# [PROBLEM DETAILS]
Extract, exactly as written, all lines of the material below from the line that includes "wifi icon? Indicate one point per instance." through its last line.

# [WORKING DATA]
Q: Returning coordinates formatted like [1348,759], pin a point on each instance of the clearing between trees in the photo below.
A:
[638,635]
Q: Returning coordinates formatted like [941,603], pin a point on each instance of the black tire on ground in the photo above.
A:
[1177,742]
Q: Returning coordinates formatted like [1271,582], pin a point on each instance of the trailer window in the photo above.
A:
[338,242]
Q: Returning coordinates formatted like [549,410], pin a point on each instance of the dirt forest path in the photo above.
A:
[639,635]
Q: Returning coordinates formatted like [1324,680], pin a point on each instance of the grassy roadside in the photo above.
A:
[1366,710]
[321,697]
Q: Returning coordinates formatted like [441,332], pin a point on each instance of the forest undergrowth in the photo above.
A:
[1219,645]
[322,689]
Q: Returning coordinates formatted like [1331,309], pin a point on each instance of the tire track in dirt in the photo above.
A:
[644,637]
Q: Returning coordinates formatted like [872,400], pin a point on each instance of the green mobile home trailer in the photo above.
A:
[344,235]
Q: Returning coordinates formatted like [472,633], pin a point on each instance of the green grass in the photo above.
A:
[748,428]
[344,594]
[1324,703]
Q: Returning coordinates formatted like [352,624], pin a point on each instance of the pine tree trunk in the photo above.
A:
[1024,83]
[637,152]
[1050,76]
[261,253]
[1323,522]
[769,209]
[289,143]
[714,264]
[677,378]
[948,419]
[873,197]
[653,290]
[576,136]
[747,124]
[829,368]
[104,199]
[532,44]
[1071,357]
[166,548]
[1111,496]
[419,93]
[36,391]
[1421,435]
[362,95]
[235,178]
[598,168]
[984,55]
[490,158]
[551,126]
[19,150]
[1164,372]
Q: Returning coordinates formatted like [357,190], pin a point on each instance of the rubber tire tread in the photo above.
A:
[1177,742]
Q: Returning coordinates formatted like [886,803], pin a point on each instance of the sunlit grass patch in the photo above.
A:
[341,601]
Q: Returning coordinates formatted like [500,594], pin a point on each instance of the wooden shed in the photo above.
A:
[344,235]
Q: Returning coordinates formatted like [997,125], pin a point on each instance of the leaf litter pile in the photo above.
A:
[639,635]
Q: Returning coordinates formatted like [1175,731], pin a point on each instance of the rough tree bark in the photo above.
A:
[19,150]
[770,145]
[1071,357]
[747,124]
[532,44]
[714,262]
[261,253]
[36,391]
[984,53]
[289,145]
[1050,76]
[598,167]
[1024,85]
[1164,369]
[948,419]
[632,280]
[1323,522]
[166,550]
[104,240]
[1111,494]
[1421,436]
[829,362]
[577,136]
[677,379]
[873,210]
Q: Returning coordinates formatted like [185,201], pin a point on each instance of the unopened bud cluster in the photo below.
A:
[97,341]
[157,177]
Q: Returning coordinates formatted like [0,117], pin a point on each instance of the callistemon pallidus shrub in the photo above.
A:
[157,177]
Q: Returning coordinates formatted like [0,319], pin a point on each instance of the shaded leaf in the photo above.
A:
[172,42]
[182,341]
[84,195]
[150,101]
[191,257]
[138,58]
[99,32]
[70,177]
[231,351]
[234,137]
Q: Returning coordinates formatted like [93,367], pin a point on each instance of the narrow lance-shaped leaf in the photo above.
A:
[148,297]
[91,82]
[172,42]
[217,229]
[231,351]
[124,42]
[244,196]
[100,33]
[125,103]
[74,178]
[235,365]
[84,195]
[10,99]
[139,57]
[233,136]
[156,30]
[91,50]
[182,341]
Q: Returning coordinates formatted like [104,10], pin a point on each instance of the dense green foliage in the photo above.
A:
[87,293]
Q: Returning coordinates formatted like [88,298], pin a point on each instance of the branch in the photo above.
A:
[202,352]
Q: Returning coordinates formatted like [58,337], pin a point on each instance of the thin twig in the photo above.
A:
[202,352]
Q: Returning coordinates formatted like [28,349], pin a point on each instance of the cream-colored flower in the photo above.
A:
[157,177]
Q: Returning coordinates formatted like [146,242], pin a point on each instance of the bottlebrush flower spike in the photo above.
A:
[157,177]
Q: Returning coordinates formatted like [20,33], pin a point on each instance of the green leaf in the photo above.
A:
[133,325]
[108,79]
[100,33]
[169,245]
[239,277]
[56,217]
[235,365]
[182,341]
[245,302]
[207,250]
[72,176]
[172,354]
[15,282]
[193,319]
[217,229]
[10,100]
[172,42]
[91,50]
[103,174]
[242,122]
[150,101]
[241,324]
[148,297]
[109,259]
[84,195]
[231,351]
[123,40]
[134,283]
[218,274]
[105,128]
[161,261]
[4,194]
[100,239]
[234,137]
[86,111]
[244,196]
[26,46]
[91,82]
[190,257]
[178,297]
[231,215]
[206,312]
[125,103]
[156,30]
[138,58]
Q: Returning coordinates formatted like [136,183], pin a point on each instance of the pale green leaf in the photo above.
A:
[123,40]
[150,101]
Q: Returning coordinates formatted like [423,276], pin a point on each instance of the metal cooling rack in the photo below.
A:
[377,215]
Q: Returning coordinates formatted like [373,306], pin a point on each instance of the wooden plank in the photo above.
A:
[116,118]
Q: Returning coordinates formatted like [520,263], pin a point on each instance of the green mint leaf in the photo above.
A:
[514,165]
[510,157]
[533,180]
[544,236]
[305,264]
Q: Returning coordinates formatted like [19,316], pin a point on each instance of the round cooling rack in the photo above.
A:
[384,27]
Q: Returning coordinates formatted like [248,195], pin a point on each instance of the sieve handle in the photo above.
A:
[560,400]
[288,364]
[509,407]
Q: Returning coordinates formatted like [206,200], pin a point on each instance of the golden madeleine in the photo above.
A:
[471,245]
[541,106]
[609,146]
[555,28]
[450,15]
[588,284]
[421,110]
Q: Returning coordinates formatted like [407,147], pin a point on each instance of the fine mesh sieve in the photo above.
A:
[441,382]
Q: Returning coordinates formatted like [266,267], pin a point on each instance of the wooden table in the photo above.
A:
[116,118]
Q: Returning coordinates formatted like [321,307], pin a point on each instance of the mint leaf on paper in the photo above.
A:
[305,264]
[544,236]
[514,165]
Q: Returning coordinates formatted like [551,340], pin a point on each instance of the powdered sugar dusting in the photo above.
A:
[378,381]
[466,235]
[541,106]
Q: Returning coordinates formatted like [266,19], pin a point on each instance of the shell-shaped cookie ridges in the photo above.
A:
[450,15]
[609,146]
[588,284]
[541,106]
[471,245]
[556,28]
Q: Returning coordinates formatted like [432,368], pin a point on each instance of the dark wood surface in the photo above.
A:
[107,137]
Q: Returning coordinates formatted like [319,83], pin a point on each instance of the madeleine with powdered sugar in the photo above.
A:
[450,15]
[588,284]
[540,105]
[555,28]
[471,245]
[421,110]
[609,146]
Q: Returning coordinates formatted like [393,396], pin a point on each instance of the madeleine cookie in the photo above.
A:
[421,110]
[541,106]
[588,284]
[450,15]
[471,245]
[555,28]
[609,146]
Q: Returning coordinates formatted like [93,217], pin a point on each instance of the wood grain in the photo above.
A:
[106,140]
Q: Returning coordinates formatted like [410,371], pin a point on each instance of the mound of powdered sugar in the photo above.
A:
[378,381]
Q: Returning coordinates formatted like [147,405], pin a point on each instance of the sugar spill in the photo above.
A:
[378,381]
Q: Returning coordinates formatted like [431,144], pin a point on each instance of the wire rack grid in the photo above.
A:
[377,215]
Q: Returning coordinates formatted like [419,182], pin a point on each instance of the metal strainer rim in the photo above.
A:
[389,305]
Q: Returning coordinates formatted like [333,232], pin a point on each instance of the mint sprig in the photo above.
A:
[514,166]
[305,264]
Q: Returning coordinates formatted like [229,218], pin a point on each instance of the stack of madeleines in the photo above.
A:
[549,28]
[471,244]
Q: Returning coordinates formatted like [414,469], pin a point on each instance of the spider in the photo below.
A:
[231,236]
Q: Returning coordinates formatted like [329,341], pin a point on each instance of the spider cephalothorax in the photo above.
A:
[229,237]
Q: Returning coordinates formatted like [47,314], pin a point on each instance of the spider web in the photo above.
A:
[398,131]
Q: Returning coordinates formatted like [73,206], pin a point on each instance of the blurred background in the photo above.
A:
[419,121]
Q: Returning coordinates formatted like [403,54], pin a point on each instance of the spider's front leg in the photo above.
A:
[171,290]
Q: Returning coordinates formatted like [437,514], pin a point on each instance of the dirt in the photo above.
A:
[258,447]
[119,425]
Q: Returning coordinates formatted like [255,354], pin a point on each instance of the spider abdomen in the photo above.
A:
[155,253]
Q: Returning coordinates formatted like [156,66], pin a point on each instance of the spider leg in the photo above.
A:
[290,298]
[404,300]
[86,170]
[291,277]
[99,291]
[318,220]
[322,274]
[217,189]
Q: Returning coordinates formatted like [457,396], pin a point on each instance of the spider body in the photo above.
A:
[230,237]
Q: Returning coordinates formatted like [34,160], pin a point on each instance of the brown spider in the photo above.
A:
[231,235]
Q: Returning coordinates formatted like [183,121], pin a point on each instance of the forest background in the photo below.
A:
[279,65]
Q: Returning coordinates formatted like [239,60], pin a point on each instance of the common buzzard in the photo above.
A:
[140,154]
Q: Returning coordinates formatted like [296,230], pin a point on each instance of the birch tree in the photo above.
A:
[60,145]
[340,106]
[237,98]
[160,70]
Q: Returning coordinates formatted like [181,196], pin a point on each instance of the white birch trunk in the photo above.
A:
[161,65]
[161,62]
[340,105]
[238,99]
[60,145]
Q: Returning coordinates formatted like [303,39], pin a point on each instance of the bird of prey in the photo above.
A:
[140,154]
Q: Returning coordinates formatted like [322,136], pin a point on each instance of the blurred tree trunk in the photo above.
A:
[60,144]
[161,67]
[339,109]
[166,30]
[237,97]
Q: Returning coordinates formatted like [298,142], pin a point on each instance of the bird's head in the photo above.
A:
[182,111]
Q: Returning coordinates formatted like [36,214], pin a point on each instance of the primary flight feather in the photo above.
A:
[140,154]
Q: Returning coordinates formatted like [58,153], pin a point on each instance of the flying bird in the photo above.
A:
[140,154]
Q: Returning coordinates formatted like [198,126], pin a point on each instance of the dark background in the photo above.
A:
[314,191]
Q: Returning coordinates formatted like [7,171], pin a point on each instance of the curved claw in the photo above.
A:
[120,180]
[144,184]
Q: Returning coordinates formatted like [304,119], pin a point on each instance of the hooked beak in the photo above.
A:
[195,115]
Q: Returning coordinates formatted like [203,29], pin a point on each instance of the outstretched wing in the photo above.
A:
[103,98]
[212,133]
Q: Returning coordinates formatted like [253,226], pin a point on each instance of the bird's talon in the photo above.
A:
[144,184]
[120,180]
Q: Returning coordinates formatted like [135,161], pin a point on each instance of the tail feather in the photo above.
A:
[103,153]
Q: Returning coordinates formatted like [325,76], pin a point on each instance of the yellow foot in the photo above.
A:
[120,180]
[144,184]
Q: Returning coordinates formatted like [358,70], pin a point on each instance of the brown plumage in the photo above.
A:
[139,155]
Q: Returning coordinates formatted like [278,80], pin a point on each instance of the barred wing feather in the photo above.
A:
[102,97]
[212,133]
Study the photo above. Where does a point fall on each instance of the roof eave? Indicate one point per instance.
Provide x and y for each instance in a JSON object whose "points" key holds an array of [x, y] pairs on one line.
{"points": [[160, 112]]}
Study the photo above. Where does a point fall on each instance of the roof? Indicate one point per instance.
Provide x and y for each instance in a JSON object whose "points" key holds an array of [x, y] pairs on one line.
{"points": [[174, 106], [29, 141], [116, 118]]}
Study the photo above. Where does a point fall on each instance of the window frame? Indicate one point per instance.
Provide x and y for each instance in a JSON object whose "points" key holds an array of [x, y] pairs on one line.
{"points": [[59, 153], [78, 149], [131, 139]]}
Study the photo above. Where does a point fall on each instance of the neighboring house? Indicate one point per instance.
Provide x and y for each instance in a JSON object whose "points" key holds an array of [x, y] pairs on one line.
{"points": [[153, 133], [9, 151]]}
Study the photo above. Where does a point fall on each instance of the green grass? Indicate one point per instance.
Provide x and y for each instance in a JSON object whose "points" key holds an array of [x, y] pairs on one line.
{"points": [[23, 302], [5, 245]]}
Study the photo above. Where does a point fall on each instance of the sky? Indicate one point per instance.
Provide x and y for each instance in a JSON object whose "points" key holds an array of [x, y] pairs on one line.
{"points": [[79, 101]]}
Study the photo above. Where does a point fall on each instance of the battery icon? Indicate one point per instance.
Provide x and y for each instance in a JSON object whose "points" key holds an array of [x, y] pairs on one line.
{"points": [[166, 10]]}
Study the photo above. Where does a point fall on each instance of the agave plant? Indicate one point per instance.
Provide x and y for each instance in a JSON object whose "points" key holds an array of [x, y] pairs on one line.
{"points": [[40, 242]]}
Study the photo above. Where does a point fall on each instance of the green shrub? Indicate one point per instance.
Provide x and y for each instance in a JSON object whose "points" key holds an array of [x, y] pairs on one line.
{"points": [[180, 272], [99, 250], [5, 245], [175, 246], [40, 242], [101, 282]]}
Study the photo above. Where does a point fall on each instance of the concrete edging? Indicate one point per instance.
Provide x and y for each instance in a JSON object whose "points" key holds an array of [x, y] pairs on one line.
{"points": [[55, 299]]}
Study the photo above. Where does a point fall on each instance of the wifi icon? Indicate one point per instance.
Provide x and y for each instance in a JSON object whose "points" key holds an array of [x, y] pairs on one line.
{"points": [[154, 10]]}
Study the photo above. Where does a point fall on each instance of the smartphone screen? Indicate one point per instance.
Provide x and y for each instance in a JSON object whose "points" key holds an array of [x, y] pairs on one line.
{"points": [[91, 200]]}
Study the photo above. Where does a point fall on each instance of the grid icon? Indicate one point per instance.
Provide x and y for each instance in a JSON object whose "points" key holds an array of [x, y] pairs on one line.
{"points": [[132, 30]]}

# [RESULT]
Study the photo above. Where does a point fall on each instance of the wifi icon? Indicate one point per instance.
Provide x and y for each instance in a JSON object whose "points" key holds an array of [x, y] pairs on one line.
{"points": [[154, 10]]}
Study the photo above. Where does a point fall on each instance of the smartphone screen? Indicate one point per instance.
Provide x and y for each instance in a JSON object whose "points" key holds an array of [x, y] pairs on one line.
{"points": [[91, 200]]}
Study the photo above. Where does a point fall on each instance of the grid icon? Indicate one point per instance.
Provide x and y for each instance in a JSON object whose "points" key holds an array of [x, y] pairs on one line.
{"points": [[132, 30]]}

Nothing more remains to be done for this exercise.